TASK OBJECTIVE ->
Update the data below by changing each "instance" to "occurrence". Leave everything else untouched.

## START

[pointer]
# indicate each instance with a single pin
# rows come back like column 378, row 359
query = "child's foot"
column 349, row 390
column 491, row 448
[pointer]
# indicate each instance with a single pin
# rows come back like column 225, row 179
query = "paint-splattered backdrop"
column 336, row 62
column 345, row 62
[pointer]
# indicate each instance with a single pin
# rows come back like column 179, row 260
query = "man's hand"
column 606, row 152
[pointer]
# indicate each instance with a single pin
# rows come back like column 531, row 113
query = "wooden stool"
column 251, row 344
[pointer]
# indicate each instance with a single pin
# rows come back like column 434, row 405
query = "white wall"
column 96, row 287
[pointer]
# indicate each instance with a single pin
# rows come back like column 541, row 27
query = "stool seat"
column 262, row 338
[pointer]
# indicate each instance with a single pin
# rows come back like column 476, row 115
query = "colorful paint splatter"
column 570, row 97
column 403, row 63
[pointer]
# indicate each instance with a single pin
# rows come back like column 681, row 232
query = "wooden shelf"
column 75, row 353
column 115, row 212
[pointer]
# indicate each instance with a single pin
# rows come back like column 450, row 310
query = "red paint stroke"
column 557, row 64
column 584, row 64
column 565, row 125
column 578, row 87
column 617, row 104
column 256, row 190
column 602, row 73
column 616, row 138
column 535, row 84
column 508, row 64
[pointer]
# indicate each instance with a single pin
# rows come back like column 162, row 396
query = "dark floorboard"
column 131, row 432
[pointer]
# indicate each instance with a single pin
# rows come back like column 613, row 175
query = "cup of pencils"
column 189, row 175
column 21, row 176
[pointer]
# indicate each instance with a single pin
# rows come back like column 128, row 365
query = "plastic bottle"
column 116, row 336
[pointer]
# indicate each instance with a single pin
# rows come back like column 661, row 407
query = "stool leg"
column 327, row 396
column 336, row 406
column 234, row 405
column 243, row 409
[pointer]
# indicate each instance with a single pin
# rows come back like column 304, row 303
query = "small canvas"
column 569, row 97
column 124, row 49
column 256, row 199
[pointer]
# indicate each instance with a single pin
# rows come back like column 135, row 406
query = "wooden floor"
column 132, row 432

## END

THE SOLUTION ->
[pointer]
# indicate each occurrence with a single pin
# rows come back like column 378, row 359
query = "child's foot"
column 349, row 390
column 491, row 448
[pointer]
# indicate each occurrence with a single pin
# rows come back like column 225, row 179
query = "paint-splattered backdrop"
column 336, row 62
column 345, row 62
[pointer]
# indicate each occurrence with a single pin
# rows come back like column 179, row 260
query = "man's hand"
column 606, row 152
[pointer]
# indicate each occurrence with a single pin
# rows come back like column 531, row 113
query = "wooden stool"
column 251, row 344
[pointer]
# indicate each occurrence with a single pin
# rows come back like column 434, row 405
query = "white wall"
column 96, row 287
[pointer]
# indicate each occurrence with a single pin
# rows come back like column 541, row 27
query = "stool seat"
column 262, row 338
[pointer]
# indicate each occurrence with a single pin
# rows come back like column 476, row 115
query = "colorful paint splatter"
column 570, row 97
column 403, row 63
[pointer]
# indicate each occurrence with a single pin
# rows come back like column 681, row 232
query = "wooden shelf"
column 75, row 353
column 115, row 212
[pointer]
# indicate each occurrence with a single pin
# rows come back like column 450, row 310
query = "red paint stroke"
column 557, row 64
column 584, row 64
column 565, row 125
column 578, row 87
column 617, row 104
column 256, row 190
column 602, row 73
column 616, row 138
column 535, row 84
column 508, row 64
[pointer]
# indicate each occurrence with a single pin
# rows come back like column 162, row 396
query = "dark floorboard"
column 131, row 432
[pointer]
# indicate each occurrence with a single pin
# rows come back like column 613, row 175
query = "cup of pencils"
column 189, row 175
column 21, row 176
[pointer]
# indicate each occurrence with a single pin
# rows come back like column 128, row 365
query = "plastic bottle"
column 116, row 336
[pointer]
# indicate each occurrence with a single pin
# rows come back like column 661, row 407
query = "stool leg"
column 327, row 396
column 336, row 406
column 234, row 405
column 243, row 409
[pointer]
# indicate each occurrence with a single pin
# rows come back like column 304, row 303
query = "small canvas"
column 569, row 97
column 124, row 49
column 256, row 199
[pointer]
# indicate each occurrence with a single pin
# rows come back like column 135, row 406
query = "wooden floor"
column 132, row 432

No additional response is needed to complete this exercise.